The Globe and Mail is reporting that SNC-Lavalin Group Inc. and its three partners building Toronto’s new Eglinton Crosstown light-rapid transit line have won a big case against Metrolinx that could have impacts on future transit projects.
A court has ruled that the construction consortium can ask for more time to finish the project without incurring penalties as a result of the pandemic and they can be compensated for any extra costs they’ve assumed. SNC Lavalin is part of a consortium called Crosslinx Transit Solutions that is building the Eglinton Crosstown LRT with partners Aecon Group Inc., EllisDon, and Dragados. Each company has a 25-per-cent stake.

= Problem set =
**a.** According to the Eglinton Crosstown article, what share of the consortium does each company hold?
**b.** Please rewrite the paragraph of the Eglinton Crosstown article beginning "A court has ruled" as a short list, keeping its main facts.
**c.** Write the next paragraph of the Eglinton Crosstown article, picking up after its last sentence.

(Collected data)
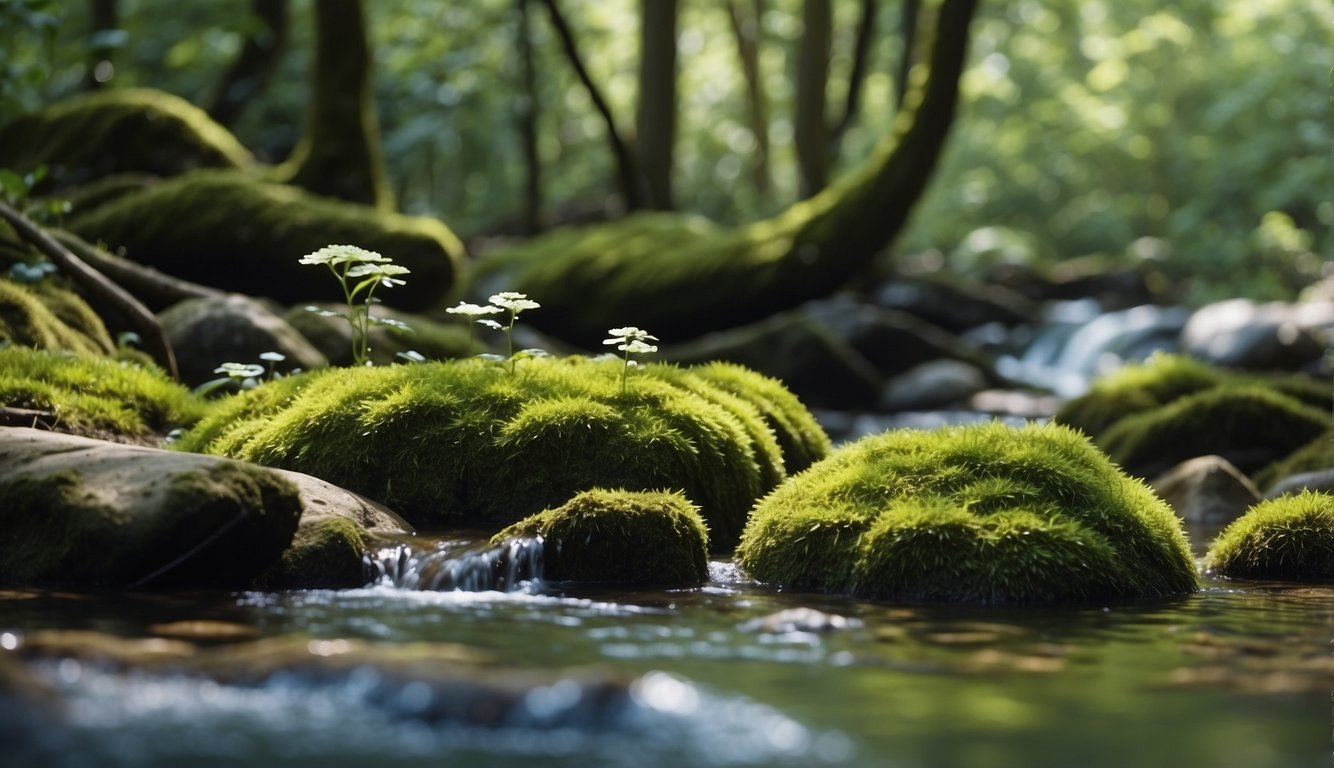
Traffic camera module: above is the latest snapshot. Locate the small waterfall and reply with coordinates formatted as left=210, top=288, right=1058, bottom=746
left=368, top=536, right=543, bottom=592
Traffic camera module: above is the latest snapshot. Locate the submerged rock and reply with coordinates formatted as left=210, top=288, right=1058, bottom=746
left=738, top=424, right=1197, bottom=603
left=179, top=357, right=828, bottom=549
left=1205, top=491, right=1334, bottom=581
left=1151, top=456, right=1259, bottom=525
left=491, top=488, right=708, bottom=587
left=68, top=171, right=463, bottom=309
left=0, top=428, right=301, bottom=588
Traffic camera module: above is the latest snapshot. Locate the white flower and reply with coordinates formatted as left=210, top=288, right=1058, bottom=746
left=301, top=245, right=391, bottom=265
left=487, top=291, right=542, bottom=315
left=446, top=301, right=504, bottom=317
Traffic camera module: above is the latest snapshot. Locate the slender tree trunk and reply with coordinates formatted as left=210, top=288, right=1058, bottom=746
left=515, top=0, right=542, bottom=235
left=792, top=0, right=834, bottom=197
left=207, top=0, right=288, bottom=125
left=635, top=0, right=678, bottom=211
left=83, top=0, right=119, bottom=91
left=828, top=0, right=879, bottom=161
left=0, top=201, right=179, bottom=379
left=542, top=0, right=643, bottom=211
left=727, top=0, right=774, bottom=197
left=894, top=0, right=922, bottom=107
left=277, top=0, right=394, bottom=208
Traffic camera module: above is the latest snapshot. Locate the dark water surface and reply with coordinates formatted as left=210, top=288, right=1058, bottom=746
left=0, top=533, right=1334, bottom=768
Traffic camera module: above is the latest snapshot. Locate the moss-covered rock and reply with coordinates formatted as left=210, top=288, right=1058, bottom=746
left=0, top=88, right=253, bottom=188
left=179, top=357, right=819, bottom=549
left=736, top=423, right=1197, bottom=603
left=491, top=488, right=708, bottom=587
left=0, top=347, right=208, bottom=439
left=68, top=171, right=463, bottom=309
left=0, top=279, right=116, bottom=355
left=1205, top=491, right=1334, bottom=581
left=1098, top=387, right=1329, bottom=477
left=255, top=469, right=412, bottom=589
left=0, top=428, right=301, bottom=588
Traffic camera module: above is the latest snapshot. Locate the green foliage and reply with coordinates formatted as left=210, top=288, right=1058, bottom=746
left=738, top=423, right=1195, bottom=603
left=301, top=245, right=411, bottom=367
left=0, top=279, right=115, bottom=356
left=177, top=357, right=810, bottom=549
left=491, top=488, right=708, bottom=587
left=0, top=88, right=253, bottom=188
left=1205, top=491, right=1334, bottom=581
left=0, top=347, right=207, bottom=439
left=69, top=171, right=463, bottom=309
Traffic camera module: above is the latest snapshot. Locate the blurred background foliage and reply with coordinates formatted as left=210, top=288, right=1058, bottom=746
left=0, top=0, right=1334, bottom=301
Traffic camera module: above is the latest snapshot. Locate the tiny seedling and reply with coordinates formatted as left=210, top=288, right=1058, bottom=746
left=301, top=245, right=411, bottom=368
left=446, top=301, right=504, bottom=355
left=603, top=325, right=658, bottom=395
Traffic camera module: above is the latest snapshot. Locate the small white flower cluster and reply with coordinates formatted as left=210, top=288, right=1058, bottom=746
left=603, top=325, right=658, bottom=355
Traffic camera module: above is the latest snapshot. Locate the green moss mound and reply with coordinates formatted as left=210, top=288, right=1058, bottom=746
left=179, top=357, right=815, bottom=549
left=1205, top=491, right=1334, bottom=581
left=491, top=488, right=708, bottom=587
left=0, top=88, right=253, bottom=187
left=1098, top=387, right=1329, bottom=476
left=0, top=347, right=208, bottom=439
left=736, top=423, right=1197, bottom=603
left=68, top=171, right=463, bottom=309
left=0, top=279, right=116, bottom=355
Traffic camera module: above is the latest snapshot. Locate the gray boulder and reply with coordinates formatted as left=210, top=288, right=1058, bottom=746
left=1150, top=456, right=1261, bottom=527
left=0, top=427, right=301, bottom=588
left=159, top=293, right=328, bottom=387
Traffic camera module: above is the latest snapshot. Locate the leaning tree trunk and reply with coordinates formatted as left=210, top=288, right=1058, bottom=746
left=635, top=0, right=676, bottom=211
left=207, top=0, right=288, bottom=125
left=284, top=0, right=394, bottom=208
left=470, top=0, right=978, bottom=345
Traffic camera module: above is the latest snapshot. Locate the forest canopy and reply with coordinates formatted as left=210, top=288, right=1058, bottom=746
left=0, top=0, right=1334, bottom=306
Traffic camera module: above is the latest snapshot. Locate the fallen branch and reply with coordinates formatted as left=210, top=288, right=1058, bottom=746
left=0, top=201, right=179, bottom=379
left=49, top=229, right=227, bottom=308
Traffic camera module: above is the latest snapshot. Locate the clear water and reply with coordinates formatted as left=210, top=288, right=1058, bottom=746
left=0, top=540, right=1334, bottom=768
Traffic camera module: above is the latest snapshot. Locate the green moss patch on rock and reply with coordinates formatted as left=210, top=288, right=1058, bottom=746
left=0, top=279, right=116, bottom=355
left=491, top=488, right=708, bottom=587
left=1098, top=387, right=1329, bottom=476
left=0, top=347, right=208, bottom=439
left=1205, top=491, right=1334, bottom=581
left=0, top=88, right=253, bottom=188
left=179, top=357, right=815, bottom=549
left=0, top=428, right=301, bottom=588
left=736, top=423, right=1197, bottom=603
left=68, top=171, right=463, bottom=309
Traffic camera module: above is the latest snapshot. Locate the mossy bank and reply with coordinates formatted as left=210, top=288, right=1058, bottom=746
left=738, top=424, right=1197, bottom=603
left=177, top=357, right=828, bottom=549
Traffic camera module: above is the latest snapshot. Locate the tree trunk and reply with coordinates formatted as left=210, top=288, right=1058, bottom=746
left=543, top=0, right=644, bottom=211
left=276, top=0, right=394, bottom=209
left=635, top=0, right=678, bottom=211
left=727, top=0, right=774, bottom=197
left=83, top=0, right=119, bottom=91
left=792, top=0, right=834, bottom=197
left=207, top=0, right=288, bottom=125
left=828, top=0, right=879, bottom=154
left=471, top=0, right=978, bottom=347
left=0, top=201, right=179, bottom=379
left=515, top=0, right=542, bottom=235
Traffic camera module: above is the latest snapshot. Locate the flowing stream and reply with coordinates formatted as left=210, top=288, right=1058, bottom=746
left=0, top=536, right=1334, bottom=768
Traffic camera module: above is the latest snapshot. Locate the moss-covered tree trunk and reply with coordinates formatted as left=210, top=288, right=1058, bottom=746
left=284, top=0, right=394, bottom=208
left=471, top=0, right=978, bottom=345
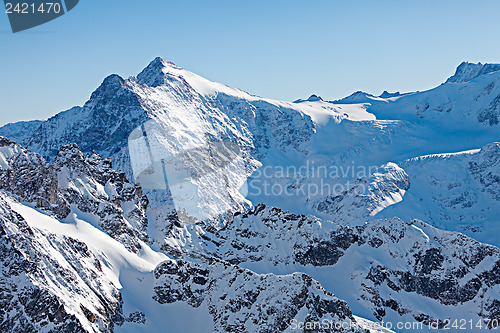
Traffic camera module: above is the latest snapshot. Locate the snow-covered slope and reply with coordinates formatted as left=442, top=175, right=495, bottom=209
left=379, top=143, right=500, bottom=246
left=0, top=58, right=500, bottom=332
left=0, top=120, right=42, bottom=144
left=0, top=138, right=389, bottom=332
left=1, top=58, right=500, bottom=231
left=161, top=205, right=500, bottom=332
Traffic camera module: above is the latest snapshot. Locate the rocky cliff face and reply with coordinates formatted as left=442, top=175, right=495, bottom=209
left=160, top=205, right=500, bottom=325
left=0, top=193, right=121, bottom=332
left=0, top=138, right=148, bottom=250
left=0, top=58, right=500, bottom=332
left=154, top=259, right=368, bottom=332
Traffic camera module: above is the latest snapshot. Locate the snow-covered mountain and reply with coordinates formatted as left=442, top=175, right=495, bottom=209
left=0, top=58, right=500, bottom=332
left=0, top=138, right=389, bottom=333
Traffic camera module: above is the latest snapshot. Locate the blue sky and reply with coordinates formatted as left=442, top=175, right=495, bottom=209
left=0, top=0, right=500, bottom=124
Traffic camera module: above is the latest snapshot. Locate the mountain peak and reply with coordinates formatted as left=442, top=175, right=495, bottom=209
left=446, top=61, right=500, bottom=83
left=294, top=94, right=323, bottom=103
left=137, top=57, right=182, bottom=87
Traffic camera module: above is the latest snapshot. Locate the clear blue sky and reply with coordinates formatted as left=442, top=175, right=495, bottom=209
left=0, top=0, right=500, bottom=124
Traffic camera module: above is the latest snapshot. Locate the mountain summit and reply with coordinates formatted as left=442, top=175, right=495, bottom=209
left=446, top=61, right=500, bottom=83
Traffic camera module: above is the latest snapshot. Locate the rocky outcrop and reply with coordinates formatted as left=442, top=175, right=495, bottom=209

= Answers by task =
**a.** Each company has a 25-per-cent stake.

**b.**
- A court ruled that the construction consortium can seek more time to finish the project, without penalties, because of the pandemic.
- The consortium can be compensated for extra costs it has taken on.
- SNC-Lavalin belongs to the consortium, Crosslinx Transit Solutions, which is building the Eglinton Crosstown LRT.
- Its partners are Aecon Group Inc., EllisDon and Dragados.
- Each company holds a 25-per-cent stake.

**c.**
The consortium in October sued Metrolinx and Infrastructure Ontario over escalating costs and delays on the $5.5-billion project caused by the COVID-19 crisis. Metrolinx and Infrastructure Ontario tried to play hardball refusing to declare the pandemic an emergency and trying to offload the extra costs onto the contractors as well as late penalties. The contractor group had argued that COVID restrictions had reduced the number of workers they could employ and thus resulted in delays on the project. The courts ruled that the Metrolinx approach was “neither fair nor reasonable, and “would reduce its (Metrolinx’s) ostensible concern about worker safety to nothing but window dressing.”
The consortium says the delays have cost it $134 Million. The ruling appears to pose a threat to the Design-Build-Finance model that governments have adopted in recent years to guard the public purse against cost overruns on public infrastructure projects. For its part, SNC-Lavalin says it will no longer bid on any more lump sum turnkey construction projects like the Eglinton Crosstown LRT, which make builders responsible for any cost overruns.